#### [Text to read]
Obvious conflicts of interest and a pattern of corrupt bidding practices led to penalties announced today by the Royal Court of Justice. Sofia El Mansouri, reporting for CCI, outlines the issues and offers takeaways for today’s compliance professionals.
The U.K. Serious Fraud Office (SFO) has entered into its ninth deferred prosecution agreement (DPA) with Airline Services Limited (ASL) after obtaining final approval from the Royal Court of Justice today. The misconduct concerns three occasions of bribery of an agent in order to secure valuable contracts with Lufthansa during the period between 2011 and 2013.
Airline Services Ltd is a defunct U.K.-based services and products provider for the refurbishment of commercial aircraft interiors.
Under the terms of the DPA, ASL will be paying a total of £2,229,685.76 (roughly $2.9M) made up of disgorgement of profit of £990,971.45 and a penalty of £1,238,714.31. ASL will also be required to make a contribution to the SFO’s costs of £750,000.
The Misconduct
Notice here that ASL’s misconduct did not include bribery of a foreign official, but bribery of an agent. When put in perspective, a $2.9M fine for bribery of an agent is enough to send a strong message to any company operating under U.K. law.
Let’s take a closer look at the scheme:
ASL Sales Teams and Agents
The ASL Sales personnel were entitled to a commission calculated based on gross sales to airlines. To secure the airlines’ business, most of ASL’s sales personnel used agents. ASL had a number of agreements with such agents, who were considered to have better contacts with individual airlines.
These agreements specified the percentage commission that agents would obtain, based on the price of the contract. So far, so good; this sounds like a typical aviation industry commission structure.

#### [Dataset excerpt]
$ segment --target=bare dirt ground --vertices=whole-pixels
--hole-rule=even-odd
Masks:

#### [Set tasks]
**A.** How would you put this sentence from the article on the Airline Services bribery case into Spanish: "Airline Services Ltd is a defunct U.K.-based services and products provider for the refurbishment of commercial aircraft interiors."
**B.** Could you carry on the article about the Airline Services bribery case, picking up right after its final sentence?
Nothing in the listing has any bearing on what is asked here.

#### [Expected responses]
**A.** Airline Services Ltd es un proveedor de servicios y productos, con sede en el Reino Unido y ya desaparecido, para la renovación de interiores de aeronaves comerciales.

**B.**
But here’s the issue: the commission arrangements between ASL and its sales personnel, and between ASL and the agents, were based on a contract’s price – not on its profitability. This triggered the risk that sales personnel might commit the company to contracts profitable for themselves and agents, with little regard to the interests of the company.
And that’s exactly what happened with “Agent 1.”
Contracts with Lufthansa and the Use of Agent 1 in Germany
In 2011, ASL entered into an agreement with an agent (“Agent 1”) under which it agreed to pay Agent 1 a 10 percent commission (later reduced to 5 percent) based on the contract price of any business won by ASL as a result of Agent 1’s efforts.
But here is the issue: Agent 1 was not only ASL’s agent, but also Lufthansa’s project manager: first as a consultant and then employee – an obvious conflict of interest that ultimately provided an unfair competitive advantage to ASL.
Agent 1 worked on projects for the improvement of the interior of Lufthansa’s fleet of Airbus 340s and Boeing 747s. Agent 1’s duties included working on Lufthansa’s Requests for Proposals (invitation to tender documents) before they were sent out to potential bidders, evaluating bid documents and making recommendations to the decision committee regarding the bids that came in. Agent 1 was able, in short, to exercise direct influence over which bidder would be awarded Lufthansa’s business.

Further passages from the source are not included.